::: Artículo

Pero explicar o intentar justificar su existencia en la lucha contra  un enemigo exterior, es algo tan simple como falaz. En la serie “El Padre de Caín”, un personaje como Rafael Vera, alguien tan polémico e implicado durante años en la lucha del Estado contra ETA, se acerca a esa parte de la historia, a ese sentir cotidiano de los que aislados de la sociedad, luchaban día a día contra algo que les era ajeno y muchas veces no podían comprender,  dejando en el camino un rastro de dolor y sangre que les arrebataba a menudo sus propias vidas.

Fernando Aramburu nos acerca a un mundo más cotidiano, el que se fue creando a medida que los años pasaban y el conflicto no encontraba una salida. El que en las ciudades hacía que los silencios cómplices aparecieran en las familias y en las cuadrillas y en los pueblos  abría brechas profundas e iba señalando a las víctimas y a los culpables, a la vez que sembraba a través del odio la semilla que germinaba en jóvenes capaces de llegar a matar, incluso a sus propios vecinos.

No es un relato singular el que nos acerca Aramburu en su libro porque esa ruptura social fue común en muchos pueblos de Euskadi,  pero plasmar el proceso como él lo hace agranda el sentido la obra. Personalmente no he podido evitar un escalofrío cuando a medida que me sumergía en la lectura e iba conociendo a los protagonistas de esta  tragedia, reconocía en ellos a personas reales a las que un día me acerqué a través de un encuentro un tanto peculiar.

En mi caso, tuve la oportunidad de conocer a un hombre especial, una persona que cada quince días llegaba con su camión a mis instalaciones y, subido en su imponente grúa, cargaba  las toneladas de hierro que generábamos para transportarlas al corazón de la industria vasca para que allí, aquella chatarra informe volviera a tener una segunda vida. El destino concreto de aquel material era Beasain, en el corazón del Goierri Guipuzcoano.

::::::
::: Registros de datos

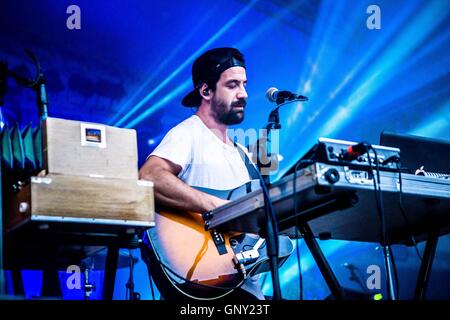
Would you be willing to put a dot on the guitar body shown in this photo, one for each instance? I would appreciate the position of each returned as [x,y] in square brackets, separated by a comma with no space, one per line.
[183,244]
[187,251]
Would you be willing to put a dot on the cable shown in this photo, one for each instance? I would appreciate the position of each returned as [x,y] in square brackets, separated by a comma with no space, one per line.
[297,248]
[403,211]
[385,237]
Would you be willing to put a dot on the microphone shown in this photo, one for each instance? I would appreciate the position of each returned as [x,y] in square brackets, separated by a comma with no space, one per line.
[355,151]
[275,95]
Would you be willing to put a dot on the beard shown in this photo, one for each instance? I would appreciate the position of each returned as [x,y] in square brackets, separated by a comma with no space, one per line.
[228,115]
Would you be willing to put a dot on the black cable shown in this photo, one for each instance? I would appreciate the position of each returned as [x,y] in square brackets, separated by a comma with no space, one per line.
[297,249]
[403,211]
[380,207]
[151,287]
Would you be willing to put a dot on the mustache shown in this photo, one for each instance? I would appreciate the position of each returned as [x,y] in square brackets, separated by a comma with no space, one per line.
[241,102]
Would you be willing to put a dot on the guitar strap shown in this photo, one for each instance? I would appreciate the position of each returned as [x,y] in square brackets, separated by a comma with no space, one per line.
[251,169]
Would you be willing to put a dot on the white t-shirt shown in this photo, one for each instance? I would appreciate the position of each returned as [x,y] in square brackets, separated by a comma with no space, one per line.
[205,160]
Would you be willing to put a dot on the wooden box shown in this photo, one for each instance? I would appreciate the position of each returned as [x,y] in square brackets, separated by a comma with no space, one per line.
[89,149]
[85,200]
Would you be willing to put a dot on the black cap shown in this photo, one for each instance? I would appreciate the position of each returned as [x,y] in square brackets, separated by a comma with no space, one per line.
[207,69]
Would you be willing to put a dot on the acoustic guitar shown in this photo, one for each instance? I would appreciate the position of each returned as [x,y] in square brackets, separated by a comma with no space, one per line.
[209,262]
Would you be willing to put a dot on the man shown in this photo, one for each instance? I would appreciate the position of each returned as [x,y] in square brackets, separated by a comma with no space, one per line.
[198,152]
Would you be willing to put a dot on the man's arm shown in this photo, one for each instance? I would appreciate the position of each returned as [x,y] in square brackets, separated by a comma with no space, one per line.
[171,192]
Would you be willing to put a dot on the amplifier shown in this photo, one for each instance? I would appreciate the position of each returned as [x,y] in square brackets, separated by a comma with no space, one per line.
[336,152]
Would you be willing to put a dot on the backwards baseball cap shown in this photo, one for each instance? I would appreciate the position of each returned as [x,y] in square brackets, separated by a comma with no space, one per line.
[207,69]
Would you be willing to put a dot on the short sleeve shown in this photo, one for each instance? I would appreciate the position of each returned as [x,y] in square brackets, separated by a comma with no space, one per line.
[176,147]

::::::

Instrucciones =
(A) Según el artículo sobre el libro de Aramburu, ¿a qué localidad se llevaba el hierro que cargaba el camión?
(B) Reproduce sin cambios el fragmento del artículo sobre el libro de Aramburu que va desde "En mi caso, tuve" hasta "del Goierri Guipuzcoano.", ambos incluidos.
(C) Prosigue el artículo sobre el libro de Aramburu a partir de su última oración.
Los registros son un material independiente del artículo.

Respuestas =
(A) A Beasain, en el corazón del Goierri Guipuzcoano.

(B)
En mi caso, tuve la oportunidad de conocer a un hombre especial, una persona que cada quince días llegaba con su camión a mis instalaciones y, subido en su imponente grúa, cargaba  las toneladas de hierro que generábamos para transportarlas al corazón de la industria vasca para que allí, aquella chatarra informe volviera a tener una segunda vida. El destino concreto de aquel material era Beasain, en el corazón del Goierri Guipuzcoano.

(C)
Un  hombre grande y fuerte, que  podía ser un camionero más de los muchos que todos los días atravesaban las puertas de mi empresa conduciendo sus enormes bestias de carga, pero que por sus maneras, su exquisito trato, su educación, siempre me pareció alguien diferente. No fue hasta  un día en el que el trabajo se complicó y dado el retraso nos fuimos a comer juntos, cuando pude conocerle un poco más. Mientras compartíamos mesa, tuve la oportunidad de ver a una persona distinta, a un vasco amante de su tierra, alguien que antes de subirse al  camión con el que hacía muchos años que se ganaba la vida, me confesó que había sido profesor.

Él, que hoy manejaba con destreza las palancas que hacían funcionar las poderosas garras que recogían la chatarra, hace años desde las aulas, había intentado educar a una generación de muchachos nacidos en una tierra dura y en un tiempo difícil, y donde impotente ante una realidad que le superó, abandonó la enseñanza y dio un giro a su vida para, sin apartarse de sus raíces, dejar a un lado una realidad contra la que no podía combatir.

Me confesó que por sus clases pasaron muchachos que se convirtieron en pistoleros de ETA y que el cambio irracional que se fue produciendo en ellos dejó fuera cualquier razonamiento lógico. Había una conclusión clara para él,  la incultura era lo que abonaba el fanatismo, lo que llevaba  a esa cerrazón y a esa falta de empatía que convertía a los hombres en bestias.

Se confesaba incapaz de dialogar con animales y por eso en un momento determinado tiró la toalla y se buscó la vida dejando a un lado sus conocimientos y marchándose a vivir fuera de su pueblo, pero no de su “Patria”, compró un piso en San Sebastián, y desde allí consiguió un trabajo digno pero sencillo y siguió adelante. Pero había algo más, había mucho más. Me habló de la historia de su hermana, sus sobrinos, su cuñado. De un hombre emprendedor, amante de su pueblo y sus costumbres, orgulloso y combativo, alguien que se resistía a las imposiciones y no concebía abandonar su tierra.

Me habló de los años de acoso, amenazas y miedo, de los silencios cómplices, de las miradas esquivas, del progresivo aislamiento, de las coacciones y el impuesto revolucionario. Me habló de un maldito vídeo irresponsable que le puso en el punto de mira y le condenó. Y, por fin, del terrible crimen, de la muerte cobarde que le encontró en un callejón oscuro cerca de su casa en plenas fiestas del pueblo, mientras el ruido de las charangas, que no cesaron ni después de que su sangre fuera derramada, se hacía cómplice de los asesinos.

Y de lo que vino después, el dolor impotente, la rabia contenida, la culpabilización de las víctimas, las cobardes llamadas insultantes que seguían llegando a la casa de su hermana, y el crimen sin castigo de un asesino anónimo amparado por una sociedad enferma. Pero también me habló del coraje de sus sobrinos y de la familia de su cuñado, que sin rendirse habían sido capaces de continuar con su sueño, con su empresa, que por aquel entonces y me consta que aun hoy sigue adelante con más fuerza si cabe.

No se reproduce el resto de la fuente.